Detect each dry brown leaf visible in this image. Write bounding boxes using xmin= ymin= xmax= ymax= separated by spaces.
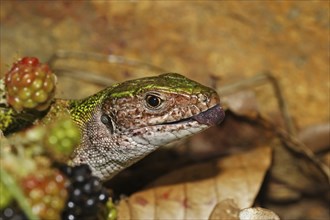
xmin=118 ymin=147 xmax=271 ymax=219
xmin=209 ymin=199 xmax=240 ymax=220
xmin=239 ymin=207 xmax=280 ymax=220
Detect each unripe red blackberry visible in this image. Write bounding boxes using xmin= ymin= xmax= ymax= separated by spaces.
xmin=21 ymin=169 xmax=68 ymax=219
xmin=5 ymin=57 xmax=56 ymax=111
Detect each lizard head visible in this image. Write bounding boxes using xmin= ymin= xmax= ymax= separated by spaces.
xmin=72 ymin=73 xmax=224 ymax=179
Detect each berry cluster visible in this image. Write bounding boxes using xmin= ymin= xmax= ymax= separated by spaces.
xmin=0 ymin=204 xmax=28 ymax=220
xmin=60 ymin=164 xmax=109 ymax=220
xmin=5 ymin=57 xmax=56 ymax=111
xmin=21 ymin=169 xmax=67 ymax=219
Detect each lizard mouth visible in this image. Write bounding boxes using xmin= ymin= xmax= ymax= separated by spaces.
xmin=162 ymin=105 xmax=225 ymax=126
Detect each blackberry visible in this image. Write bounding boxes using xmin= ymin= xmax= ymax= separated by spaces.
xmin=21 ymin=169 xmax=67 ymax=219
xmin=5 ymin=57 xmax=56 ymax=112
xmin=60 ymin=164 xmax=109 ymax=220
xmin=0 ymin=203 xmax=28 ymax=220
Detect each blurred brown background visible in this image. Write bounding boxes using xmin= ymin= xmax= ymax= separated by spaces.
xmin=0 ymin=0 xmax=329 ymax=128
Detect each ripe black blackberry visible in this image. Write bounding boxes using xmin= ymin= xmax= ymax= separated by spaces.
xmin=60 ymin=164 xmax=109 ymax=220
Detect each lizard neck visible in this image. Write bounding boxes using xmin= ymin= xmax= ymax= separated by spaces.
xmin=72 ymin=105 xmax=157 ymax=179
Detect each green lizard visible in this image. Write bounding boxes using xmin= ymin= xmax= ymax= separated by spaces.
xmin=3 ymin=73 xmax=224 ymax=180
xmin=69 ymin=73 xmax=224 ymax=180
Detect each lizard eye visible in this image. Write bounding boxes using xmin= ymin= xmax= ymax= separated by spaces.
xmin=145 ymin=95 xmax=163 ymax=109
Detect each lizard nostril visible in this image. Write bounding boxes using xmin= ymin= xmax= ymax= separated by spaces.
xmin=198 ymin=94 xmax=209 ymax=103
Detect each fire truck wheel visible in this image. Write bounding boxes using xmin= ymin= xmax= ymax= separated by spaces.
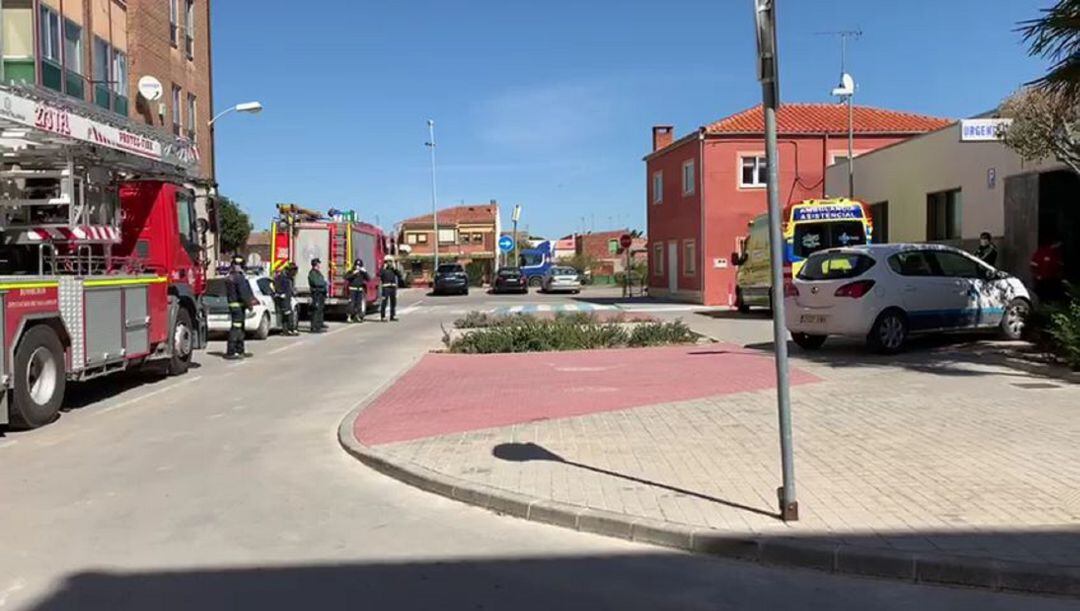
xmin=11 ymin=325 xmax=67 ymax=429
xmin=168 ymin=308 xmax=194 ymax=376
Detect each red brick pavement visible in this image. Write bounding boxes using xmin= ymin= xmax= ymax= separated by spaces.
xmin=353 ymin=344 xmax=819 ymax=446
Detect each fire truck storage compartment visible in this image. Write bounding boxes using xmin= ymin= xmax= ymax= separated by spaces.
xmin=83 ymin=286 xmax=150 ymax=368
xmin=293 ymin=226 xmax=330 ymax=293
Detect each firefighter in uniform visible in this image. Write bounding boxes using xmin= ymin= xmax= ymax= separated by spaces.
xmin=225 ymin=255 xmax=256 ymax=361
xmin=379 ymin=259 xmax=402 ymax=321
xmin=273 ymin=261 xmax=300 ymax=336
xmin=308 ymin=258 xmax=328 ymax=334
xmin=345 ymin=259 xmax=372 ymax=323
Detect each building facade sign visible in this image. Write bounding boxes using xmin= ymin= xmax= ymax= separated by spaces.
xmin=960 ymin=119 xmax=1012 ymax=142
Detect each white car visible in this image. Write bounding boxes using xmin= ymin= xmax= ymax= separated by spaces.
xmin=784 ymin=244 xmax=1031 ymax=353
xmin=203 ymin=275 xmax=282 ymax=339
xmin=540 ymin=267 xmax=581 ymax=293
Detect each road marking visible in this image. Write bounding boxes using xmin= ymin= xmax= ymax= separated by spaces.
xmin=99 ymin=376 xmax=202 ymax=413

+ + +

WHAT YOU SHOULD DO:
Count the lines in the rows above that contain the string "blackberry". Case counts. Give only the number.

THE RESULT:
3